Keep the pictures out, please, and set down every record exactly.

Photo-based referring expression data:
------------------------

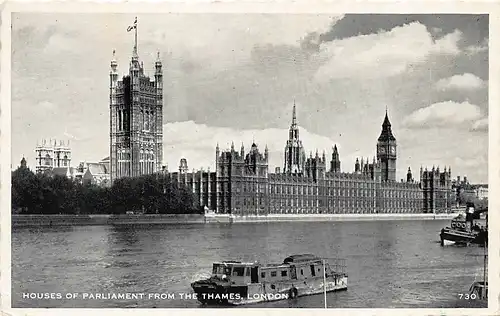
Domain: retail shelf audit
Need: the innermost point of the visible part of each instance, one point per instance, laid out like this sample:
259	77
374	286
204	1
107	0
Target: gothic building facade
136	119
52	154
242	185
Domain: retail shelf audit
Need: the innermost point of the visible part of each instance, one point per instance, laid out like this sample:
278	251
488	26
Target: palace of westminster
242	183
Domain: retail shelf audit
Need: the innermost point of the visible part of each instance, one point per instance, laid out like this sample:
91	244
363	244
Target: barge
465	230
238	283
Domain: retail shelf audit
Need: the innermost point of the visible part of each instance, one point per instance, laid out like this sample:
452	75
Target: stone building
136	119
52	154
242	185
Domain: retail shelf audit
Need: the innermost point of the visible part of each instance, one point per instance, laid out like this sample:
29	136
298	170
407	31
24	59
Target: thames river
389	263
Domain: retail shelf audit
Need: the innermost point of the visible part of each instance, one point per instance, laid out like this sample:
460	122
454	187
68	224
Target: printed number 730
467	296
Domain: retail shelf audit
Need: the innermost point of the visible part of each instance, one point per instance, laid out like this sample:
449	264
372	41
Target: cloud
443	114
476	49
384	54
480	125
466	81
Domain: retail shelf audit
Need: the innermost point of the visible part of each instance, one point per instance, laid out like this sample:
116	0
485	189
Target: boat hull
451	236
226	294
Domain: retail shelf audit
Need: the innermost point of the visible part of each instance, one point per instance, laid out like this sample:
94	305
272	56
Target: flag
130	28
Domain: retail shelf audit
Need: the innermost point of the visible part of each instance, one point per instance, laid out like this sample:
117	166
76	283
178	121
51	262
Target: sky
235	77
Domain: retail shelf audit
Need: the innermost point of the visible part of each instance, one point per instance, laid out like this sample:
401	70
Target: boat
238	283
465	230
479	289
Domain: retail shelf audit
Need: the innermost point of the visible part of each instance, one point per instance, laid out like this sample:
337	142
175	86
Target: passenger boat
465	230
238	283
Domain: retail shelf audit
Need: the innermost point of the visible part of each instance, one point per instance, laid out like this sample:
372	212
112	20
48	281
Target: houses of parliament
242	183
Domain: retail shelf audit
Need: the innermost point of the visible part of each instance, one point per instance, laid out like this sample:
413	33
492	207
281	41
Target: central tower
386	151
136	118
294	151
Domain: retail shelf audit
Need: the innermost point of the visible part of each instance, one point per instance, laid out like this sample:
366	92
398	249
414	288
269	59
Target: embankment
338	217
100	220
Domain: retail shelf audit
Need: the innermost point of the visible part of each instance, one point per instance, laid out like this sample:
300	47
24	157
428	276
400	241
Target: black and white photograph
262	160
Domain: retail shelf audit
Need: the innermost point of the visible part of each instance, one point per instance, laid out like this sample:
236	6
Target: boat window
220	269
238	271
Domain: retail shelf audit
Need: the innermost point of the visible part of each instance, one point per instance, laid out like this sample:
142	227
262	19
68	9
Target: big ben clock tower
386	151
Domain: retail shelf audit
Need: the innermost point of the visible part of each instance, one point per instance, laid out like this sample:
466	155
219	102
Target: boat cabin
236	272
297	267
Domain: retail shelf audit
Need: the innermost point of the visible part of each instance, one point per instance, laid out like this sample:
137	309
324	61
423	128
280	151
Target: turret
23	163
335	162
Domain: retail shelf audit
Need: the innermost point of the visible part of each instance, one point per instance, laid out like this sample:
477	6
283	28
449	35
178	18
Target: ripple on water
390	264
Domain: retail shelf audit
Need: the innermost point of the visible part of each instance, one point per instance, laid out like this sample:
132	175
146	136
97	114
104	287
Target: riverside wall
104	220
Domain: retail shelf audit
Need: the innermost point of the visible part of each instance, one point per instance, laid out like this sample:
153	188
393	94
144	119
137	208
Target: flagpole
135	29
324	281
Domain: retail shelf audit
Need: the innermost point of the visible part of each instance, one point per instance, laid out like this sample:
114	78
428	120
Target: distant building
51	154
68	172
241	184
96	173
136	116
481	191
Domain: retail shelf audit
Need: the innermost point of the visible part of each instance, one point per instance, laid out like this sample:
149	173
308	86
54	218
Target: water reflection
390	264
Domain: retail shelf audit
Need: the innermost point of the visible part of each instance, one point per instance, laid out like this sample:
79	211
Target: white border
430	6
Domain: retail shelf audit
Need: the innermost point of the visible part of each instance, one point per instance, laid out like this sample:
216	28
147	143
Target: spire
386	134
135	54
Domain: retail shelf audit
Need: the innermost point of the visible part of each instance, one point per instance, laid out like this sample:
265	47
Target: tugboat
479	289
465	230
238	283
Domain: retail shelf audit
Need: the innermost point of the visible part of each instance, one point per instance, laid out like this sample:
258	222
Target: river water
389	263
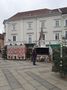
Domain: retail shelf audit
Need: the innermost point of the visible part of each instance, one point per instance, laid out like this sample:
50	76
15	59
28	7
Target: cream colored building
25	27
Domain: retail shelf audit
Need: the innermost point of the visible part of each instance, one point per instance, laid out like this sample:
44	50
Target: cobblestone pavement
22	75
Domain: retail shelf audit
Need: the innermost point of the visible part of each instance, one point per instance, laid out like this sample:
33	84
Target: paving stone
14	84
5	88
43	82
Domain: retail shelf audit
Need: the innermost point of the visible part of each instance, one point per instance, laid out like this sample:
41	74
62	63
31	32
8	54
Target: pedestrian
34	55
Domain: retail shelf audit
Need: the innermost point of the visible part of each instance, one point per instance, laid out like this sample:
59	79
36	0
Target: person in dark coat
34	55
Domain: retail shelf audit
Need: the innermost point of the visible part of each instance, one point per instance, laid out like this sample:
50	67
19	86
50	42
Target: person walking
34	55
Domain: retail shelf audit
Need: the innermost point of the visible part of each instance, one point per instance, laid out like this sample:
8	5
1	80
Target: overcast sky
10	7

------------------------

* **Response to the exercise**:
Domain: retail shelf audit
Need: the innermost point of the visible part of each instance, one point per instance, laid out like this sample:
259	77
374	286
204	1
107	0
Target: gothic building facade
136	119
52	154
242	185
Domain: retail shelf audit
Need: the innermost point of the visible part of each instance, one point per instance, laid out like this sample:
278	251
488	26
Target: palace of westminster
242	183
Domain: retail shelf audit
Need: the innermost point of the visible part of each instance, one point per instance, laid out like this sample:
91	244
363	244
Target: barge
465	230
238	283
Domain: retail shelf audit
Need: the innermost point of the visible part of each instance, one point per instance, laid out like this sample:
452	75
Target: stone building
136	119
52	154
242	185
Domain: retail shelf audit
Need: the innermost point of the visible part of each instance, one point per instance, laid out like this sample:
29	136
298	170
407	31
24	59
Target: thames river
389	263
Domain: retail shelf audit
Need: the innermost point of the visible part of each instance, one point per instance, laid out like this sample:
460	122
454	187
68	224
Target: printed number 730
467	296
Domain: retail shelf audit
Need: the innermost point of the visible part of each instance, one point per instance, laid out like this sample:
449	264
372	41
Target: cloud
443	114
476	49
384	54
480	125
466	81
Domain: retail shelf audit
Need: the innermost point of the visible part of each instance, one point per instance, laid out like this sample:
116	0
485	189
Target: boat hull
451	236
226	294
Domain: retail shelf audit
Need: the innermost point of the visible part of each instance, one point per instance, laid out like this sample:
94	305
272	56
Target: flag
130	28
Domain: retail shelf audit
Need: the innermost point of the visible part of each instance, one point per instance, laid out like this sample:
117	166
76	283
178	121
51	262
Target: sky
235	77
Domain: retail shelf audit
Need: the innermost point of the visible part of each instance, one point per instance, laid out like this sample:
401	70
Target: boat
238	283
465	230
479	289
Domain: retail shelf audit
Need: the innermost point of the visible part of each instance, one point per instance, laid out like this sample:
337	142
175	86
Target: passenger boat
465	230
238	283
Domain: retail shelf audit
Need: the innermost point of the visible part of each instance, one point per instance, laid out like this sample:
372	212
112	20
48	281
Target: houses of parliament
242	183
Domain: retail shelf audit
Need: the innermost point of the visible part of each instance, one point per instance, laid out like this sample:
413	33
492	207
281	41
Target: central tower
386	151
136	118
294	151
Domain: retail shelf audit
Need: the innermost point of the visible part of each instance, one point per instance, laid out like this sample:
366	92
398	249
414	288
269	59
Target: embankment
338	217
100	220
Domain: retail shelf audit
Need: the innermost point of the visible part of each instance, one point per instance, laid out like this sample:
300	47
24	157
428	276
400	241
Target: black and white photograph
262	160
Domain: retail shelf audit
Need: the innermost point of the visible part of each instance, one point per instance, laid out like this sample:
236	6
Target: boat window
220	269
238	271
Domain: retail shelf audit
Need: the innermost point of the visible part of each instance, one point per instance, laid out like this sample:
142	227
262	19
68	9
Target: big ben clock tower
386	151
Domain: retail shelf audit
Need: the innermost point of the visible part of each instance, one point per instance, laid out like this sample:
466	155
219	102
Target: boat cabin
236	272
297	267
Domain: retail shelf audit
Need: the innermost point of the visible part of each instance, one point per instance, laid out like this sample:
137	309
324	61
423	128
280	151
Target: turret
23	163
335	162
Domain: retail shelf audit
Need: the innermost point of the visible part of each instance, one point per instance, laid out like this sample:
477	6
283	28
449	35
178	18
Target: ripple on water
390	264
Domain: retail shelf audit
Need: the innermost point of the visible part of each instance, one point per instance, laid out like this sample:
132	175
146	136
97	114
104	287
Target: riverside wall
104	220
Domain: retail shelf audit
Need: the innermost point of the visible part of each instance, one point per instance, laid out like this sample:
153	188
393	94
144	119
137	208
Target: flagpole
135	29
324	281
Domain: retail shelf audit
Need: the innermost point of the visible part of each instance, one point per instance, laid out like this sample:
114	78
428	120
Target: distant building
51	154
68	172
241	184
96	173
136	116
481	191
Domain: retail shelf audit
Need: the innermost point of the visible part of each instance, one point per instance, laid out like this sample:
149	173
308	86
54	218
Target: water reflection
390	264
Domain: retail shelf audit
Need: the innermost point of the visible part of each instance, one point per instance, laid out like this sample:
79	211
Target: white border
430	6
Domain: retail shelf audit
Need: the innermost point of the visible part of each instance, one point per instance, laid out like this sample:
216	28
147	143
Target: spire
386	134
135	54
Domain: retail shelf audit
Need: the innermost point of the visible part of each instance, one point per instance, laid out like this sample:
265	47
Target: tugboat
479	289
465	230
238	283
Domain: retail shelf audit
Need: the innermost point of the visible part of each instance, one point per instance, laid out like this sample:
258	222
Target: river water
389	263
Domain: retail shelf audit
Need: the innermost point of the visible part of each instance, one point per instance, laid out like this sample:
50	76
15	59
28	7
Target: cream colored building
25	27
Domain: retail shelf audit
Need: the innermost point of the visible part of each instance, one point per instance, laid out like this sample:
44	50
Target: cobblestone pavement
22	75
Domain: retail shelf audit
Need: the innermost point of the visible part of each instance, one point per instance, laid out like this sample:
33	84
Target: paving stone
14	84
5	88
43	82
Domain: retail shelf audit
Need: the innermost point of the visible part of each instance, one point per instance, laid out like this sample:
41	74
62	63
31	32
8	54
Target: pedestrian
34	55
Domain: retail shelf audit
Need: the innermost point of the visible part of each instance, one point per instance, laid out like this sample:
59	79
36	0
Target: person in dark coat
34	55
Domain: retail shelf audit
Need: the innermost point of the visible part of each instance, one point per instance, laid out like this sample:
50	67
19	86
50	42
Target: person walking
34	55
Domain: retail shelf audit
Need: the innermost point of the visible part of each instance, one point per instance, laid out like this sample:
8	5
1	80
Target: overcast sky
10	7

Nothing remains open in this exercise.